**What you should do**
Please rewrite the records below, replacing each "Localize" with "Locate" and leaving everything else unchanged. Leave the pictures out of your answer.

**Material supplied**

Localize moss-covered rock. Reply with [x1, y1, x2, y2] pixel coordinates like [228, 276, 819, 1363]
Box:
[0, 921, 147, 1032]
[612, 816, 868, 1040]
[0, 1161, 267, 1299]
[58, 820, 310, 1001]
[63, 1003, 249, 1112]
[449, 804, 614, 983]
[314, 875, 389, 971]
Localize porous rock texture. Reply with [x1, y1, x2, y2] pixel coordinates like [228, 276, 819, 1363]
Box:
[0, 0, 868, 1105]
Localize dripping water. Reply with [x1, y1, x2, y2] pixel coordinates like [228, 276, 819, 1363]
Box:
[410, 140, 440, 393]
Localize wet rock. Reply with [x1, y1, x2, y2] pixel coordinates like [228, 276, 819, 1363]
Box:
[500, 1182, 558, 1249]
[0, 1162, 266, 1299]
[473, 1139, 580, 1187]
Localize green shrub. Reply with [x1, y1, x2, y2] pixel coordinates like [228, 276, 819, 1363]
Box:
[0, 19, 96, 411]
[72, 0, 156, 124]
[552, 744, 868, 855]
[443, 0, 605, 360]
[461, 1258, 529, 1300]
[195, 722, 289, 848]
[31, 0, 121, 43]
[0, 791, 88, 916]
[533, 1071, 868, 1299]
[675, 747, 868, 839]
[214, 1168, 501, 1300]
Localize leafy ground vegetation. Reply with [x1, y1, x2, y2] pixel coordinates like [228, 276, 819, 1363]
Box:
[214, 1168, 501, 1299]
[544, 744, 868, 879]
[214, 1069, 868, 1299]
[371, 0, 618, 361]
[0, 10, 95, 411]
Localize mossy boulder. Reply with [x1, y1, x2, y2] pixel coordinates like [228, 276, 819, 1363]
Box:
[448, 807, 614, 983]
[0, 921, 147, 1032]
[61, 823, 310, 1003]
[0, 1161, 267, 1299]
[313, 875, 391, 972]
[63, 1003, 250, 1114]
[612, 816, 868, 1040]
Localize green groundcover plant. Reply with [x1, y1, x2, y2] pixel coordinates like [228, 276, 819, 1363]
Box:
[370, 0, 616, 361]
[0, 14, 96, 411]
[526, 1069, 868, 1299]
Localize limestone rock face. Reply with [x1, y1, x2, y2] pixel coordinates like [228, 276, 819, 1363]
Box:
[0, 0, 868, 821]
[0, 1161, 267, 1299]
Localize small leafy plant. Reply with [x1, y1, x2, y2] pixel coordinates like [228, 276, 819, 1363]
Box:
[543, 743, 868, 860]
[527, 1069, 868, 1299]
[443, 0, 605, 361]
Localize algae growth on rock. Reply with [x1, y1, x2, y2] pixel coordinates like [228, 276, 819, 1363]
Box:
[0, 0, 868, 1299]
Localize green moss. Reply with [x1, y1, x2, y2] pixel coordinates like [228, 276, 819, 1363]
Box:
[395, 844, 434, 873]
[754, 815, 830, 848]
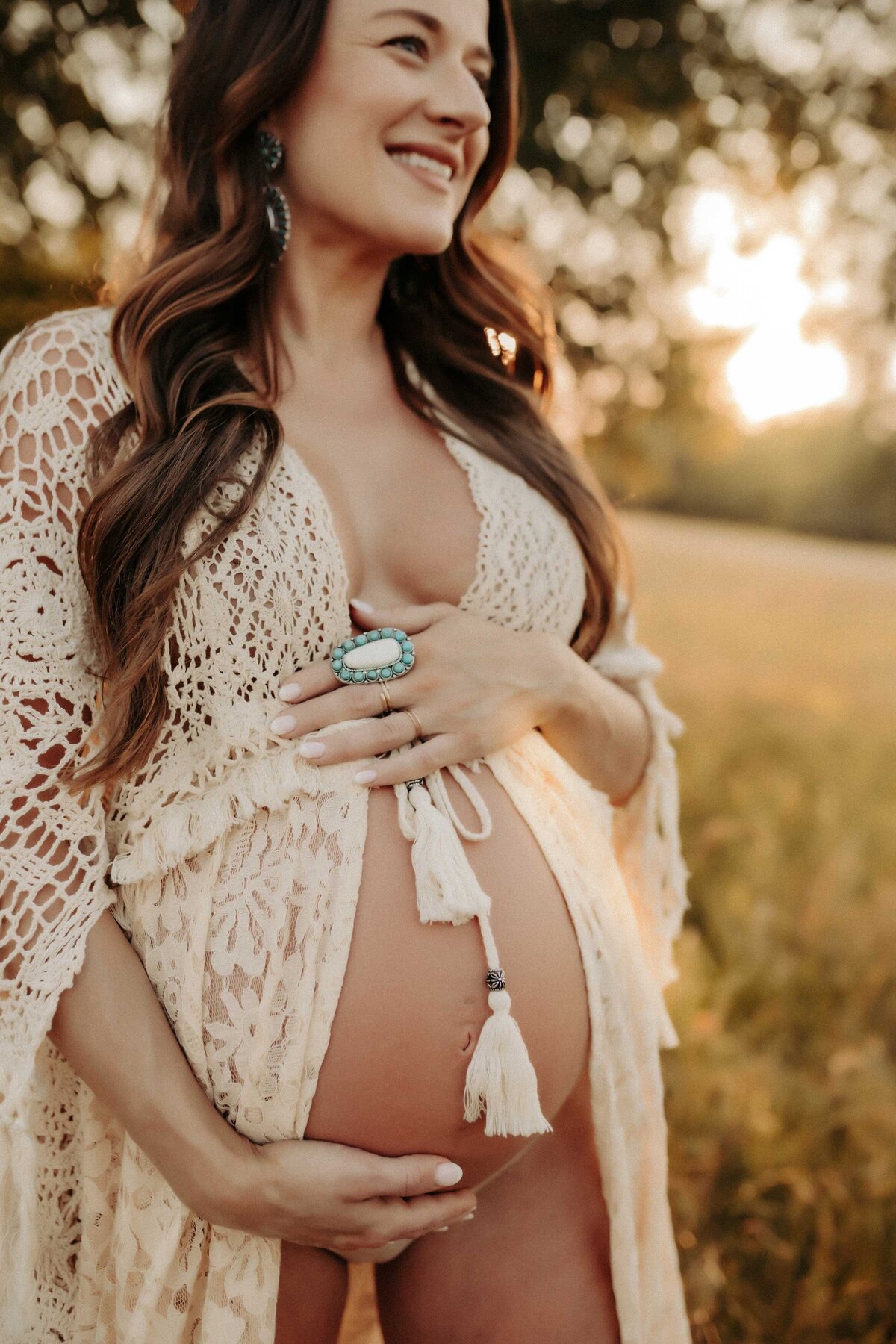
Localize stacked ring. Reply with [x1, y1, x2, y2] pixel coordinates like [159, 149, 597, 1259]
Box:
[331, 625, 414, 682]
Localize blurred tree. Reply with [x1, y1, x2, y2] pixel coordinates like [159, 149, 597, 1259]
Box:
[0, 0, 896, 539]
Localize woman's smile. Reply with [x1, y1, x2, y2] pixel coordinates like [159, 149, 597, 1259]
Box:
[388, 149, 454, 192]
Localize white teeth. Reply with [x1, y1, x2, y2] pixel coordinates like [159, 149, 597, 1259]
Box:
[390, 149, 454, 181]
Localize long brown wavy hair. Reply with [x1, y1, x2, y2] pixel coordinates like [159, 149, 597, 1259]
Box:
[69, 0, 630, 791]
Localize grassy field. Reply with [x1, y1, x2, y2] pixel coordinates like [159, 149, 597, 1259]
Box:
[343, 512, 896, 1344]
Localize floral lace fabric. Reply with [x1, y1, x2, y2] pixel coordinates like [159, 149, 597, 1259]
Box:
[0, 308, 691, 1344]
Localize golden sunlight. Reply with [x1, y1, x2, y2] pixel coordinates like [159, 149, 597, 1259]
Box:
[686, 191, 850, 426]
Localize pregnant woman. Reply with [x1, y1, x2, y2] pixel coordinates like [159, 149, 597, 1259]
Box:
[0, 0, 691, 1344]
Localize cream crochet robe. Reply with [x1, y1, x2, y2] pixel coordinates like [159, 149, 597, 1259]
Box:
[0, 308, 691, 1344]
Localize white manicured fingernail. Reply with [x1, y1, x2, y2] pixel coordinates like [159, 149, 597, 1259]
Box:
[270, 714, 296, 735]
[435, 1163, 464, 1186]
[298, 742, 326, 756]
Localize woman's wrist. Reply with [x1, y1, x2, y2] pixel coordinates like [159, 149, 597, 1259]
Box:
[164, 1102, 261, 1227]
[538, 635, 652, 806]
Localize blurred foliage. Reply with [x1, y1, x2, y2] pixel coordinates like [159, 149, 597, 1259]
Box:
[664, 694, 896, 1344]
[0, 0, 896, 541]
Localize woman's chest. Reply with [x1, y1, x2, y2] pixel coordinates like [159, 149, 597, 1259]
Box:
[184, 411, 585, 700]
[284, 408, 481, 606]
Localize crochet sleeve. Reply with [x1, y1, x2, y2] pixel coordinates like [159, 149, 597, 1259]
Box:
[0, 314, 114, 1337]
[588, 588, 691, 1047]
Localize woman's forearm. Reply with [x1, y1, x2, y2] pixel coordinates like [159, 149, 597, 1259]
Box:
[47, 910, 249, 1220]
[538, 640, 652, 806]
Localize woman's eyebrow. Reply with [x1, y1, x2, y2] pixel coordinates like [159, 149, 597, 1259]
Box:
[373, 10, 494, 70]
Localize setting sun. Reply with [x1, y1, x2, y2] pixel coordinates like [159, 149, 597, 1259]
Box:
[688, 209, 850, 425]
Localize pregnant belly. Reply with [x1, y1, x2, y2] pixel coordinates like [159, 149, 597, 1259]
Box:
[305, 766, 588, 1186]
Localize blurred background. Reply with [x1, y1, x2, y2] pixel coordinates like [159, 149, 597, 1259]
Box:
[0, 0, 896, 1344]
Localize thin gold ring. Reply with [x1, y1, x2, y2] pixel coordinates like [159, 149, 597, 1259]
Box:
[405, 709, 423, 738]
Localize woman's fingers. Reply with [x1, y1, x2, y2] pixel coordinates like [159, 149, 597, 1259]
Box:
[387, 1189, 476, 1242]
[355, 736, 470, 789]
[355, 1149, 464, 1203]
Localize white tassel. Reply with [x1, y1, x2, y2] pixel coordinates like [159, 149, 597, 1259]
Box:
[398, 783, 491, 924]
[464, 917, 552, 1137]
[464, 989, 551, 1137]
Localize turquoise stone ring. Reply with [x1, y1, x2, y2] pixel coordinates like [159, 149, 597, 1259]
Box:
[329, 625, 414, 682]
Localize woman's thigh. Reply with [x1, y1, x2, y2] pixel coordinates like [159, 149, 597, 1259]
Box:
[376, 1068, 619, 1344]
[274, 1242, 348, 1344]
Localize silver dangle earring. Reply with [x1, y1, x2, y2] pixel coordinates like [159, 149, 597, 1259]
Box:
[258, 128, 291, 265]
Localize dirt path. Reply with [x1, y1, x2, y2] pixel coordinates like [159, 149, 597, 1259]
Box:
[620, 511, 896, 719]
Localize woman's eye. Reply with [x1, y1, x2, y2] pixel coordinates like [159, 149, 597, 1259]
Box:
[385, 32, 426, 51]
[385, 32, 491, 98]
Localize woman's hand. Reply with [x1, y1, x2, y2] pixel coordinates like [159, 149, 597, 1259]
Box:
[270, 602, 576, 786]
[208, 1136, 476, 1254]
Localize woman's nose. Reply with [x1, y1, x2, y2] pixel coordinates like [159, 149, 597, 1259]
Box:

**Result for this task**
Locate moss-covered rock. Reply with [x1, y1, x2, y2] pixel coordinates like [228, 276, 819, 1363]
Box:
[0, 921, 147, 1032]
[612, 816, 868, 1040]
[0, 1161, 267, 1299]
[58, 820, 310, 1001]
[63, 1003, 249, 1112]
[449, 804, 614, 983]
[314, 875, 389, 971]
Locate porous rock texture. Reply with [x1, y1, x2, y2] pixel coordinates like [228, 276, 819, 1363]
Box:
[0, 0, 868, 1105]
Locate dripping water. Reply with [x1, y1, x2, y2] pixel coordinates like [228, 276, 819, 1363]
Box:
[410, 140, 440, 393]
Locate wet rock. Reply with [x1, y1, x2, y2] pixel coordinates like [228, 276, 819, 1363]
Box:
[500, 1182, 558, 1249]
[0, 1162, 266, 1299]
[473, 1139, 580, 1187]
Locate green shrub. Reply with [x1, y1, x2, y2] pixel coordinates like [228, 276, 819, 1363]
Box:
[0, 19, 96, 411]
[72, 0, 156, 124]
[552, 744, 868, 855]
[443, 0, 605, 360]
[461, 1258, 529, 1300]
[195, 722, 289, 848]
[31, 0, 121, 43]
[0, 791, 88, 916]
[533, 1071, 868, 1299]
[675, 747, 868, 839]
[214, 1168, 501, 1300]
Locate leafy ground vegetation. Reply with [x1, y1, x2, y2] pixel coordinates like [228, 276, 819, 1363]
Box:
[214, 1168, 501, 1299]
[544, 744, 868, 879]
[214, 1069, 868, 1299]
[371, 0, 618, 361]
[0, 10, 95, 411]
Locate mossy boulder. Reply with [x1, y1, x2, y2] pixel coordinates like [228, 276, 819, 1363]
Box:
[448, 807, 614, 983]
[0, 921, 147, 1032]
[61, 823, 310, 1003]
[0, 1161, 267, 1299]
[313, 875, 391, 972]
[63, 1003, 250, 1114]
[612, 816, 868, 1040]
Locate green groundcover plant. Reply with [x1, y1, x2, y2] pixel coordinates like [228, 276, 819, 1363]
Box:
[370, 0, 616, 361]
[0, 14, 96, 411]
[526, 1069, 868, 1299]
Locate limestone rock face. Reply with [x1, y1, x2, y2] pixel coordinates like [228, 276, 819, 1363]
Box:
[0, 0, 868, 821]
[0, 1161, 267, 1299]
Locate small leafy plant. Reply with [x1, y1, x2, y2] pixel coordinates like [228, 276, 819, 1363]
Box:
[543, 743, 868, 860]
[527, 1069, 868, 1299]
[443, 0, 605, 361]
Locate algae growth on rock. Reply with [x1, y1, x2, y2] pixel coordinates like [228, 276, 819, 1363]
Box:
[0, 0, 868, 1299]
Locate green moss. Reply with [x1, y1, x2, y2] pixel coordinates like [228, 276, 819, 1363]
Box:
[395, 844, 434, 873]
[754, 815, 830, 848]
Locate stacked ring. Reply with [x1, y1, x2, y2] pixel coordinates like [159, 149, 597, 1259]
Box:
[331, 625, 414, 682]
Locate blurred tree. Reply with [x1, y1, x2, y2] pixel coordinates like [159, 149, 597, 1259]
Box:
[0, 0, 896, 539]
Locate woman's smile. Reply with [x1, y1, x2, y2] pixel coordinates like [159, 149, 597, 1259]
Box:
[388, 149, 454, 192]
Locate white teeth. Reply with [x1, y1, x2, y2] pixel coordinates like [159, 149, 597, 1259]
Box:
[390, 149, 454, 181]
Locate long brown wavy hair. Reply with [x1, y1, x2, y2] pixel coordinates like [159, 149, 597, 1259]
Box:
[69, 0, 630, 791]
Locate grassy field. Reply with [x1, y1, x2, y2] pixel coordinates like [159, 149, 597, 1259]
Box:
[343, 512, 896, 1344]
Locate floral lace fabric. Reply with [x1, y1, x2, y2] pixel coordinates like [159, 149, 597, 1259]
Box:
[0, 308, 691, 1344]
Locate golden sunlight. Reply with [x1, y1, x2, y2] pixel coordinates like [159, 149, 597, 1259]
Box:
[686, 191, 850, 426]
Locate pregnant woman. Reply with [x1, y1, x2, y2] pixel coordinates like [159, 149, 597, 1259]
Box:
[0, 0, 691, 1344]
Locate cream crochet robe. Reply with [x1, y1, x2, y2] pixel coordinates like [159, 149, 597, 1259]
Box:
[0, 308, 691, 1344]
Locate white manicured fingernail. Reply with [x1, y1, x2, y2] pixel coordinates like [159, 149, 597, 1259]
Box:
[270, 714, 296, 735]
[435, 1163, 464, 1186]
[298, 742, 326, 756]
Locate woman's wrist. Reply with [x1, y1, x2, y2] pixel coordinates like [159, 149, 597, 1259]
Box:
[164, 1102, 261, 1227]
[538, 635, 652, 806]
Locate blurred foliage. Reply with [x1, y1, x2, y2] pixel coordinates like [159, 149, 597, 1259]
Box:
[664, 694, 896, 1344]
[0, 0, 896, 541]
Locate woman's chest. Reply with [x1, y1, x2, y2] pixel coordinates like [159, 149, 597, 1259]
Box:
[184, 411, 585, 700]
[284, 408, 481, 606]
Locate crochet sleeve. Reply with [x1, y1, x2, y2] pixel coordinates like [159, 149, 597, 1259]
Box:
[0, 314, 114, 1337]
[588, 588, 691, 1047]
Locate woman's forearm. Reply with [x1, y1, x2, y2] pixel coordinates like [159, 149, 597, 1259]
Box:
[47, 910, 249, 1220]
[538, 640, 652, 806]
Locate woman's eyebrow. Reply with [x1, y1, x2, y2] pixel coordinates like [159, 149, 597, 1259]
Box:
[373, 10, 494, 70]
Locate setting sun. Reply with [x1, y1, x2, y2] pixel coordinates like [159, 149, 597, 1259]
Box:
[688, 209, 850, 425]
Locate pregnant belly. Reply with [x1, y1, x2, y2] pixel coordinates like [159, 149, 597, 1259]
Box:
[305, 766, 588, 1186]
Locate blurred background. Reply with [x1, y1, x2, y2] pixel coordinates like [159, 149, 597, 1259]
Box:
[0, 0, 896, 1344]
Locate thin gold ring. Reply with [x1, y1, x2, y2] pixel coordinates like [159, 149, 597, 1259]
Box:
[405, 709, 423, 738]
Locate woman's fingers. Reply with [x1, y1, x2, y2] pixel coordinates like [159, 149, 597, 1259]
Box:
[387, 1189, 476, 1242]
[355, 736, 470, 789]
[355, 1149, 464, 1203]
Locate white tassel. Reply with [x1, y1, x2, y2] pixel coordinates like [159, 149, 597, 1259]
Box:
[398, 783, 491, 924]
[464, 917, 552, 1137]
[464, 989, 551, 1137]
Locate turquoise stone ring. Reply with [x1, y1, x2, y2] pixel coordinates like [159, 149, 597, 1259]
Box:
[329, 625, 414, 682]
Locate woman's thigh. Reply with [x1, y1, x2, y2] pixel coordinates like [159, 149, 597, 1259]
Box:
[376, 1068, 619, 1344]
[274, 1242, 348, 1344]
Locate silver dangle earring. Reply with [x1, y1, x2, y2] pixel coordinates like [159, 149, 597, 1259]
Box:
[258, 128, 291, 265]
Locate dirt path. Reply with [x1, y1, x2, y2] pixel coordinates like [159, 149, 597, 1259]
Box:
[620, 511, 896, 719]
Locate woman's eye. Reply with [x1, y1, x2, y2] pixel coordinates like [159, 149, 597, 1259]
Box:
[385, 32, 426, 51]
[385, 32, 491, 98]
Locate woman's hand. Reply with [x1, y1, x2, y2] pixel coordinates like [159, 149, 597, 1259]
Box:
[270, 602, 576, 786]
[208, 1136, 476, 1254]
Locate woman's nose. Reply with [x1, y1, x2, y2] pixel coordinates like [159, 149, 597, 1259]
Box:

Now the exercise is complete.